Título: Rombo é do Tesouro, não da Previdência Social, diz Lula
Autor: Kuntz, Rolf
Fonte: O Estado de São Paulo, 27/01/2007, Economia, p. B1

O presidente Luiz Inácio Lula da Silva disse ontem que não há déficit da Previdência, mas do Tesouro, defendeu a redução gradual dos juros, conclamou os empresários a pressionar os governos pela conclusão da Rodada Doha e justificou a estatização do petróleo e do gás bolivianos. Além disso, falou a favor do presidente venezuelano Hugo Chávez, garantiu que a América Latina está comprometida com a democracia e prometeu segurança a quem quiser investir no Brasil.

De manhã, o presidente Lula participou de uma sessão exclusiva do Fórum Econômico Mundial e de um encontro com 57 executivos de multinacionais. À tarde, encontrou empresários e políticos e participou de outras atividades do Fórum, juntamente com o primeiro-ministro britânico, Tony Blair, o novo presidente mexicano, Felipe Calderón Hinojosa.

- - -

Requisitos do exercício –
• 1. Segundo a reportagem, com quantos executivos de multinacionais Lula se encontrou pela manhã?
• 2. Transcreva, sem nenhuma alteração, o trecho da reportagem que vai de "De manhã, o" até "Felipe Calderón Hinojosa.", incluindo essas palavras.
Responda com base somente na reportagem.

Trechos dos registros –
- - -

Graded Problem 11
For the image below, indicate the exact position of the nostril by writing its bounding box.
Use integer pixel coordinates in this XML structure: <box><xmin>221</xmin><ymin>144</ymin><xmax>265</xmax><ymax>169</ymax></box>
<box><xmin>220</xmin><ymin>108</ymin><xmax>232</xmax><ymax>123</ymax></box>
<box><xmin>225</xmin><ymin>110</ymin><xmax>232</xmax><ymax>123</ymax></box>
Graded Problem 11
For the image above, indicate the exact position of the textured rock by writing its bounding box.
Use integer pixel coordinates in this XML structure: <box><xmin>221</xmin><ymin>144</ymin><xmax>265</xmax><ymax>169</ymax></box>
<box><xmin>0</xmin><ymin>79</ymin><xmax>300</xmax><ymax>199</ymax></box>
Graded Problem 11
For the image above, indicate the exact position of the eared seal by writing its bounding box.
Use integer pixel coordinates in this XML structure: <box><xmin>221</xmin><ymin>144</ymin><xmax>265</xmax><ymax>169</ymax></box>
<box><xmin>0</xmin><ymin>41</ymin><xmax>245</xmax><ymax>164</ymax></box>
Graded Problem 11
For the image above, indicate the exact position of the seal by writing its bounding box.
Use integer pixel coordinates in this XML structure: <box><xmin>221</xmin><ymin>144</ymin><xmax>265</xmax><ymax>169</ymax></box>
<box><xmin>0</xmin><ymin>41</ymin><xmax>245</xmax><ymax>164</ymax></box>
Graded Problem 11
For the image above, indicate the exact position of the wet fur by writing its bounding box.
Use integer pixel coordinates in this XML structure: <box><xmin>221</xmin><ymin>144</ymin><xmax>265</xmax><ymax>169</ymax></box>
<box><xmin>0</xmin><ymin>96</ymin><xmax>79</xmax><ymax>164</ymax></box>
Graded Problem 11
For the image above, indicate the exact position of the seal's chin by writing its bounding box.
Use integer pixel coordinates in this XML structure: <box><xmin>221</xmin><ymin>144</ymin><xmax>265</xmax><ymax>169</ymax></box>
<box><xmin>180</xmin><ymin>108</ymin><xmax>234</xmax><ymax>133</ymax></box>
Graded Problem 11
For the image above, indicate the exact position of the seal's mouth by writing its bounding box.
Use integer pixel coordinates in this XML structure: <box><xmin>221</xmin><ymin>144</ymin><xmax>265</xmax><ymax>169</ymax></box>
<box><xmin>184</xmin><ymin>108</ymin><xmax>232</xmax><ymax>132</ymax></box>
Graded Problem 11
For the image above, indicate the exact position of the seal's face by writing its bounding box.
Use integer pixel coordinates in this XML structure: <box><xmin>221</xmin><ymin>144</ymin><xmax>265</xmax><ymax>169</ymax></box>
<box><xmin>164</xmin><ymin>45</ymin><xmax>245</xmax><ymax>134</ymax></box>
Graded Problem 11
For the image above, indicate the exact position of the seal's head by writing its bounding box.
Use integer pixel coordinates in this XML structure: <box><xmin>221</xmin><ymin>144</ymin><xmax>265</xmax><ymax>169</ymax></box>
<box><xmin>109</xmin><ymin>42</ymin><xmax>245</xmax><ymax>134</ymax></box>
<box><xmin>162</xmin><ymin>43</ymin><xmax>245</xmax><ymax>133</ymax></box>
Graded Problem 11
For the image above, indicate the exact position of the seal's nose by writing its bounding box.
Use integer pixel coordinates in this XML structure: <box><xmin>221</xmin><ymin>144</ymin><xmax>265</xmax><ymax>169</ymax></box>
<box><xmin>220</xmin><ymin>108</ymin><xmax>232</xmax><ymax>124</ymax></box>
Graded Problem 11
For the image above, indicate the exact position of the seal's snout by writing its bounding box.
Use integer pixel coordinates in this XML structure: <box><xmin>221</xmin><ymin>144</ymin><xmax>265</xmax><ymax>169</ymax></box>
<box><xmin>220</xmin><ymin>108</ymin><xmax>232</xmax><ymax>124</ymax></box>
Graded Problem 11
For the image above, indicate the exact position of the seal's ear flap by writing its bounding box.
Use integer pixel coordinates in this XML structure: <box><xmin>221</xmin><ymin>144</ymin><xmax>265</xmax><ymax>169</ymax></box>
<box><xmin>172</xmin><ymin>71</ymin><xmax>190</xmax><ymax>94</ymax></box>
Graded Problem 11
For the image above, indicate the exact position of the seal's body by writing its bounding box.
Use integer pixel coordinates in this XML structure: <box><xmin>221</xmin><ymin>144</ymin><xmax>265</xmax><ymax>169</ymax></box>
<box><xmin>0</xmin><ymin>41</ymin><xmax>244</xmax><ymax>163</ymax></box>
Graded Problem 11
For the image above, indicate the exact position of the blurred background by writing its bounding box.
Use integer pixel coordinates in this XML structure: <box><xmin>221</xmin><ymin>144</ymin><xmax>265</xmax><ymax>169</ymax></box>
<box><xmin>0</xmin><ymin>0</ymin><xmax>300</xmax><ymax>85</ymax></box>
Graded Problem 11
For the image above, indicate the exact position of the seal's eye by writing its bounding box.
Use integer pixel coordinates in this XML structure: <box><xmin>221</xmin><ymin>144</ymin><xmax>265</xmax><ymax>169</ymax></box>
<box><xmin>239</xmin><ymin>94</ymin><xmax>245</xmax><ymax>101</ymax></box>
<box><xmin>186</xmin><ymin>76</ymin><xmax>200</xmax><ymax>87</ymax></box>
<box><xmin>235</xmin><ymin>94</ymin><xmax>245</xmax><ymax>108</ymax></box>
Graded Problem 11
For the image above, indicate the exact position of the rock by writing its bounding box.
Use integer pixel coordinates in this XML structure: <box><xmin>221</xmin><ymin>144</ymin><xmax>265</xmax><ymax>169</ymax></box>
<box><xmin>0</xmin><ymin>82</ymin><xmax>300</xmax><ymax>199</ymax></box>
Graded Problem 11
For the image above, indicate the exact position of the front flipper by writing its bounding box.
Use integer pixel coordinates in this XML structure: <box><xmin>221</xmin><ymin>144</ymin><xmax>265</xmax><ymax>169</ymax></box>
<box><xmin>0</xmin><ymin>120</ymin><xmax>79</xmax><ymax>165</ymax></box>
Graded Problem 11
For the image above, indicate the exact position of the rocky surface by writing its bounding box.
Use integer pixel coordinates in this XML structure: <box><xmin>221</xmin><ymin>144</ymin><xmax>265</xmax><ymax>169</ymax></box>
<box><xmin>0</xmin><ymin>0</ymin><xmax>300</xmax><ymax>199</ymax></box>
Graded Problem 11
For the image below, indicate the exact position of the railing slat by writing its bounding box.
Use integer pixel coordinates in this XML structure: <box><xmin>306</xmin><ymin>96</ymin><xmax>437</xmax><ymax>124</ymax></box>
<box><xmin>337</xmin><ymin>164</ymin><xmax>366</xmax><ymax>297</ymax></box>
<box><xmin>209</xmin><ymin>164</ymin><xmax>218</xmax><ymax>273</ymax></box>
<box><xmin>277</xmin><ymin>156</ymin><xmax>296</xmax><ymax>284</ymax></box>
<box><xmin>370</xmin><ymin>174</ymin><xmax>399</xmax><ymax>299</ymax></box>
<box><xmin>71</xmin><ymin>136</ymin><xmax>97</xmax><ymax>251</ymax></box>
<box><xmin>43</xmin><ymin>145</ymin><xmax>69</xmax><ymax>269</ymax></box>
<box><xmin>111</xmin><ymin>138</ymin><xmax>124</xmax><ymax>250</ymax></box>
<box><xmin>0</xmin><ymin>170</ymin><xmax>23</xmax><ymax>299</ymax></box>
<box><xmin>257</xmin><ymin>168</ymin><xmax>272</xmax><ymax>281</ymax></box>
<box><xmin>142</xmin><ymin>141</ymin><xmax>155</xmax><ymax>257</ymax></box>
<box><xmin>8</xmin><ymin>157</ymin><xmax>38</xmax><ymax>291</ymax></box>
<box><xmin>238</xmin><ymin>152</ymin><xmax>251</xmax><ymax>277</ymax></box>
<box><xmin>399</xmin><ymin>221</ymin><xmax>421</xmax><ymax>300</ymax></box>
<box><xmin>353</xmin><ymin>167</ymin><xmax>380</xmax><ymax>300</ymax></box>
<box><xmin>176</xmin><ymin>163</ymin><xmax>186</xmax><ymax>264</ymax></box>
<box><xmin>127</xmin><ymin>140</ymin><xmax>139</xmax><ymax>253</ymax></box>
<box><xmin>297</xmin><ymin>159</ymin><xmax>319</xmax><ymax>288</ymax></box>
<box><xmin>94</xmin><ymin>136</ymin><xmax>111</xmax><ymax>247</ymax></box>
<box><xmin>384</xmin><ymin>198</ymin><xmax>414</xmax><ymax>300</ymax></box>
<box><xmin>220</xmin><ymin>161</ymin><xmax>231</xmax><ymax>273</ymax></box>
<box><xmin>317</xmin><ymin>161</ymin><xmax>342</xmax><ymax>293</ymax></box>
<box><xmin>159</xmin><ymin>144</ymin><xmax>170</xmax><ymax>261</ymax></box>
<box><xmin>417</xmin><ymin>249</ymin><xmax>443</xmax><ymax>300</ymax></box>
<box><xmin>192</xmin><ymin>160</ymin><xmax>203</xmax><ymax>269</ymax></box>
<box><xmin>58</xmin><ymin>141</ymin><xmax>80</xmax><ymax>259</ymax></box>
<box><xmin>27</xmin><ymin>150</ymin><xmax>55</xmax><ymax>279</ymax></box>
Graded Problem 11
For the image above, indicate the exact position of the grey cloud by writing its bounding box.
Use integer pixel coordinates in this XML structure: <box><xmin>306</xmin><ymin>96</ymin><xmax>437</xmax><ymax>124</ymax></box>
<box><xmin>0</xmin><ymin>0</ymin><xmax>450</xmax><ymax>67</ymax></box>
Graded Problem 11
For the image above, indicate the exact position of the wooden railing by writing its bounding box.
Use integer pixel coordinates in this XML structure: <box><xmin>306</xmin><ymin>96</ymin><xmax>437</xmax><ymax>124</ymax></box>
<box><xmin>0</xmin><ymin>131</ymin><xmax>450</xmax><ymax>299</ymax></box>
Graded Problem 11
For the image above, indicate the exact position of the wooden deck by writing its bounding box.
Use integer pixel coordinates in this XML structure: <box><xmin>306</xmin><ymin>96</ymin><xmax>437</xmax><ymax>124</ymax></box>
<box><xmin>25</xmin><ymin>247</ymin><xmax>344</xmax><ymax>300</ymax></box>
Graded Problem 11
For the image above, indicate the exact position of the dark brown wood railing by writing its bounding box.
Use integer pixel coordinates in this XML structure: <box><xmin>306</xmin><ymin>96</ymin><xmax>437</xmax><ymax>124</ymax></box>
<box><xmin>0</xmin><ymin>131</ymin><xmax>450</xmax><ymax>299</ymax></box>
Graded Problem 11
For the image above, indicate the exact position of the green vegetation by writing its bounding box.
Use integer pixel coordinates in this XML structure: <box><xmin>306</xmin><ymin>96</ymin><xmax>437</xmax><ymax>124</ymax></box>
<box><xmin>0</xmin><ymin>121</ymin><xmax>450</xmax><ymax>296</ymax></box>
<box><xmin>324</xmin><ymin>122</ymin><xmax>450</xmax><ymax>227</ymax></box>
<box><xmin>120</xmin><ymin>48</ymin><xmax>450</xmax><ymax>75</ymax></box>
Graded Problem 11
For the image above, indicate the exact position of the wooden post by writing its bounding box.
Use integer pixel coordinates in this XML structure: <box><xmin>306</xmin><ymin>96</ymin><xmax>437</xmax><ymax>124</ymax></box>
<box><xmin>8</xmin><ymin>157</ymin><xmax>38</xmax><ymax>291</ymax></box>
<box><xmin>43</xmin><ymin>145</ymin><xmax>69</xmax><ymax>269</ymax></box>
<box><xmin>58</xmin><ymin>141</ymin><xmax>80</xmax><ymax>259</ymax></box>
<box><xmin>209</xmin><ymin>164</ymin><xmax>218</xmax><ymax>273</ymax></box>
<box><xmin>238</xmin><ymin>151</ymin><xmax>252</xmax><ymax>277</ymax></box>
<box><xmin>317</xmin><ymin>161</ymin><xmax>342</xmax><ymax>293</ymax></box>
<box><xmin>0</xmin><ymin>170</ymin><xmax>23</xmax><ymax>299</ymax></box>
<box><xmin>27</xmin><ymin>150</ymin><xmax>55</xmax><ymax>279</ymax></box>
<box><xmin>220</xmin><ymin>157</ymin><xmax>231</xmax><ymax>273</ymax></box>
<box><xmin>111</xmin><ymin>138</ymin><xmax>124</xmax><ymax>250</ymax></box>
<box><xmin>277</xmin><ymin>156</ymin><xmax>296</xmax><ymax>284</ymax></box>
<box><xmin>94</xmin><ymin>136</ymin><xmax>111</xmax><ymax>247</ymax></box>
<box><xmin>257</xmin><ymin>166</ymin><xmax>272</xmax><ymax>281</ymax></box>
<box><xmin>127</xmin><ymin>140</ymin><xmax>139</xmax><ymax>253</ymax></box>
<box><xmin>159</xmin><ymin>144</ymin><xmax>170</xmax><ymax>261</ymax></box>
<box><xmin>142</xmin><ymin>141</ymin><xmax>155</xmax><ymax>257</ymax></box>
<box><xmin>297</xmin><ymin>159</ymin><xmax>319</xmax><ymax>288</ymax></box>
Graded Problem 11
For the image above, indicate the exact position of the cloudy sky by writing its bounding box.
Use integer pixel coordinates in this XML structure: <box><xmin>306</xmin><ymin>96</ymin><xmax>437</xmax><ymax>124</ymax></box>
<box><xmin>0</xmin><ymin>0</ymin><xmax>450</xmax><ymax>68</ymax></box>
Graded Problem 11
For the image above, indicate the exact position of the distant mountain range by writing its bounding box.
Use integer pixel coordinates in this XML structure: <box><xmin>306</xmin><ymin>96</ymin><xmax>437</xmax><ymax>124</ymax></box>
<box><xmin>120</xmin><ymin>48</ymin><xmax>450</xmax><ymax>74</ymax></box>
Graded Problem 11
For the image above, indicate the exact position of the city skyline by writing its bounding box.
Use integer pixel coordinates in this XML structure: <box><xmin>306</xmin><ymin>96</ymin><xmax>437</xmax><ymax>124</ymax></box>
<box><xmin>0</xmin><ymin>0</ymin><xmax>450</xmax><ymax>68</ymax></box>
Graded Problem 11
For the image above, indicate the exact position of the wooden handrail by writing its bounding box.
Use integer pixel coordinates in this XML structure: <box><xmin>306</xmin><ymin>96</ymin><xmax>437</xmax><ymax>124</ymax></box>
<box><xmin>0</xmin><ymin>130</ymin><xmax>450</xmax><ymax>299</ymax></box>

- - -

Soluções –
• 1. Com 57 executivos de multinacionais.

• 2.
De manhã, o presidente Lula participou de uma sessão exclusiva do Fórum Econômico Mundial e de um encontro com 57 executivos de multinacionais. À tarde, encontrou empresários e políticos e participou de outras atividades do Fórum, juntamente com o primeiro-ministro britânico, Tony Blair, o novo presidente mexicano, Felipe Calderón Hinojosa.